JOB - List every line from the items below that contains the word "blue", copying each one in full. Case counts.

== == ==

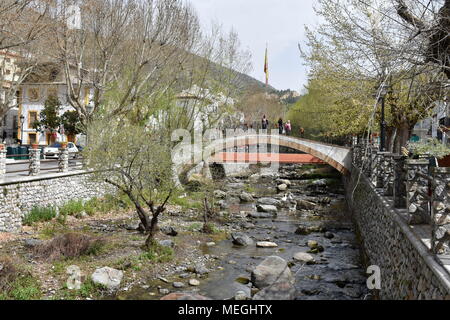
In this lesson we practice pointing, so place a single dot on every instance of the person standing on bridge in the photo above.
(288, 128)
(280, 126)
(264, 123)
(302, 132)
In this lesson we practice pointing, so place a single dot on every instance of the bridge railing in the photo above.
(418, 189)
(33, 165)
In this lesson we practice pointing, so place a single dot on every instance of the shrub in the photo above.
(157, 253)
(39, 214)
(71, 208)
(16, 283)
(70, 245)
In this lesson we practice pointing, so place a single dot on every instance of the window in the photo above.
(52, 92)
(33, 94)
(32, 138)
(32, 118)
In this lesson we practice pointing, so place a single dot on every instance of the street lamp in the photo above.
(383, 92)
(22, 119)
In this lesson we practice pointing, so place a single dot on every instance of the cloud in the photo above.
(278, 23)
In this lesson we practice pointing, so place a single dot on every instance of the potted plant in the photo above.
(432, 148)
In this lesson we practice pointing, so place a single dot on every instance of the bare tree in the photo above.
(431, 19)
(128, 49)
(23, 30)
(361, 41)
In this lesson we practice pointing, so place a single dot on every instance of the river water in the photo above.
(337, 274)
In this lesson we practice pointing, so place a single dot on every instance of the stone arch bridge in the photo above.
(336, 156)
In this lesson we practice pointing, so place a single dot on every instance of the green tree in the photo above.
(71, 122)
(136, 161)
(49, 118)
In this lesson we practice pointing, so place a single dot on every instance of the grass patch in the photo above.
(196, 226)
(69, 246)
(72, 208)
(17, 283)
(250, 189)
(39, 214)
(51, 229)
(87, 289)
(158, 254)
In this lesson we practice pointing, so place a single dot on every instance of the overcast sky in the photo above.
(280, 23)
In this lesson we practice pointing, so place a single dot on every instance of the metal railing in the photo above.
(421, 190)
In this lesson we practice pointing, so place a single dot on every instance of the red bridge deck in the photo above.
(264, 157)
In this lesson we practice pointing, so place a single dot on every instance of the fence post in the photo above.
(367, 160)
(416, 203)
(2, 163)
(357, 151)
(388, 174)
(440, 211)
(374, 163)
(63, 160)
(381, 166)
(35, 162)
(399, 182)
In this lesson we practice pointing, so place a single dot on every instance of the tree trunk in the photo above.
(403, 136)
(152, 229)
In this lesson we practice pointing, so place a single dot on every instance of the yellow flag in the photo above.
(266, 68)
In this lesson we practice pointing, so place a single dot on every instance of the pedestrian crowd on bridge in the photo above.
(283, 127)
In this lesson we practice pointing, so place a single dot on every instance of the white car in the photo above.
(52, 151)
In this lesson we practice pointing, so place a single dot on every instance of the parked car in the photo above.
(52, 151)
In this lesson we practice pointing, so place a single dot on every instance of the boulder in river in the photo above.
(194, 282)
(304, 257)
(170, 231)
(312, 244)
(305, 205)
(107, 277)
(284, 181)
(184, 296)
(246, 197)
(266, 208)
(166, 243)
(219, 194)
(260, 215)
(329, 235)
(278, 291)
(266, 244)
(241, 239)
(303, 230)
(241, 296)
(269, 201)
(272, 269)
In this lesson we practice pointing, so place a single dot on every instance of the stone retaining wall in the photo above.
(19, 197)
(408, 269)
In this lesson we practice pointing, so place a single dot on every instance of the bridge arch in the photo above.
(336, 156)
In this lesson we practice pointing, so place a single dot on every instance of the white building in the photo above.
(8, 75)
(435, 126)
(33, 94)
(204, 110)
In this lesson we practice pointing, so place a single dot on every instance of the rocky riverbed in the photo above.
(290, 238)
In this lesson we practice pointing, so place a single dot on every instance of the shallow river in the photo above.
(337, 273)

== == ==

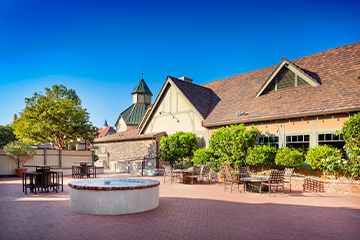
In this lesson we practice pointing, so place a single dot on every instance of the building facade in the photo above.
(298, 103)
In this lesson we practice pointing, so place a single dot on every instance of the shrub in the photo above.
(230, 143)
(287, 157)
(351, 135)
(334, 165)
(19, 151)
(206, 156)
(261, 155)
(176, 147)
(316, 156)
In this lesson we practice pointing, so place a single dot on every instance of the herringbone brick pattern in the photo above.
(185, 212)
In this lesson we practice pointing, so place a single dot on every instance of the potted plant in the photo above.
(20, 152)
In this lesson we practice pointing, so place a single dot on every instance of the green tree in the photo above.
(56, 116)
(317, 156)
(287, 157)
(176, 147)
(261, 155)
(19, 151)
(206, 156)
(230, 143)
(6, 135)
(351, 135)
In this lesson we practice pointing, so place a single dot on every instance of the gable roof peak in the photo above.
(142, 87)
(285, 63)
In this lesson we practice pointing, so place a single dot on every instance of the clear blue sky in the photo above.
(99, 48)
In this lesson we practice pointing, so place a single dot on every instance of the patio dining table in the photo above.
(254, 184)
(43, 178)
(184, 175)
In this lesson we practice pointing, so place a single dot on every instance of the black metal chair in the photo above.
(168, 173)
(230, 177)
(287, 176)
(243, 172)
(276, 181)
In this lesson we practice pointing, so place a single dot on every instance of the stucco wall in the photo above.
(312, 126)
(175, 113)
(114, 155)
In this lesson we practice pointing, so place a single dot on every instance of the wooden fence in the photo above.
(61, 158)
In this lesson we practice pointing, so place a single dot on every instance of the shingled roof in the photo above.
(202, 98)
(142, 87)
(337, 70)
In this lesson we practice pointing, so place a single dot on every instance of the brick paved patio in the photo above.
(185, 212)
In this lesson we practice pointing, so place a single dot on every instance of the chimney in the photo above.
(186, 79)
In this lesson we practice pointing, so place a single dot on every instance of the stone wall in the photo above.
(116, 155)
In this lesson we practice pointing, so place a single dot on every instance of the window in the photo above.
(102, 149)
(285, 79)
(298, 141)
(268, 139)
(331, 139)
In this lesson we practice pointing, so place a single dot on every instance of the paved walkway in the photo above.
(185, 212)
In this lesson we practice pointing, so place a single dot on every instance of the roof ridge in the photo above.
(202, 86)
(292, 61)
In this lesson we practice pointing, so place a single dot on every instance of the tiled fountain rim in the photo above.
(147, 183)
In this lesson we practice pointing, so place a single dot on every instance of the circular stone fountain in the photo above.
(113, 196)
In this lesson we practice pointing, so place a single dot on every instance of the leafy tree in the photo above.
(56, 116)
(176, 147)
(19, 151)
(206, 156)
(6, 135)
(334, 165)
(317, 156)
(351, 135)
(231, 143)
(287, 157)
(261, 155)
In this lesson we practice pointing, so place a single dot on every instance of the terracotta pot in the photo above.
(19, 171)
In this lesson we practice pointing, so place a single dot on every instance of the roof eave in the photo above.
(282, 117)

== == ==

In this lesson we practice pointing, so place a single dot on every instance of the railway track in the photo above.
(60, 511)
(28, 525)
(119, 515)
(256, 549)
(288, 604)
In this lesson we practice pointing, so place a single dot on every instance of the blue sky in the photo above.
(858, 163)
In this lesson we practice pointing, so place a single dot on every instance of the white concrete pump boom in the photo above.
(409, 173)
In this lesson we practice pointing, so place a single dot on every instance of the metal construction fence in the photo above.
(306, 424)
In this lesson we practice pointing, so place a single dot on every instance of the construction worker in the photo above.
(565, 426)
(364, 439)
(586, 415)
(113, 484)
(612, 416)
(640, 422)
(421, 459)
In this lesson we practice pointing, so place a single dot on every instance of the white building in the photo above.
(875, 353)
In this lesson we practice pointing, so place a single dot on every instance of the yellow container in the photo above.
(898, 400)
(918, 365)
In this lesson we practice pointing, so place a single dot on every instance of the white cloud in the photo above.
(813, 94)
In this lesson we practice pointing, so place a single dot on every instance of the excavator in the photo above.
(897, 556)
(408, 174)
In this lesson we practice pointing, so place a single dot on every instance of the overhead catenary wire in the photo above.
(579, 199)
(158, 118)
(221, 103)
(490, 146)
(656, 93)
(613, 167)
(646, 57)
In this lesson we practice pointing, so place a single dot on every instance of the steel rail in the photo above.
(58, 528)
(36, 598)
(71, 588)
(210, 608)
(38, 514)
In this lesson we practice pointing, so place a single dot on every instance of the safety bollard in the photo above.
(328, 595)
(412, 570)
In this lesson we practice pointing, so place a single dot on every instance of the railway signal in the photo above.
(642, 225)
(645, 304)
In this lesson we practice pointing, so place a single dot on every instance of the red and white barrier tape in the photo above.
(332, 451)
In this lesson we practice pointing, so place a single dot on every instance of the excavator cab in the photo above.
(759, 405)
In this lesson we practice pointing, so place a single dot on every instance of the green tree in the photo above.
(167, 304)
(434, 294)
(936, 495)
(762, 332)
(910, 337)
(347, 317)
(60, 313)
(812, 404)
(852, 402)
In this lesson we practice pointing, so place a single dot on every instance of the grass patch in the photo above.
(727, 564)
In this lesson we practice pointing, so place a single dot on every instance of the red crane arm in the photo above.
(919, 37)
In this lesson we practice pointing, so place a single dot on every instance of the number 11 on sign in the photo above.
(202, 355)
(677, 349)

== == ==

FINAL RESULT -
In this lesson we practice pointing, so place a single dot on every instance of the clear blue sky in the photo above.
In this lesson we practice pointing, so place a single dot on every instance of the blue sky in the photo above.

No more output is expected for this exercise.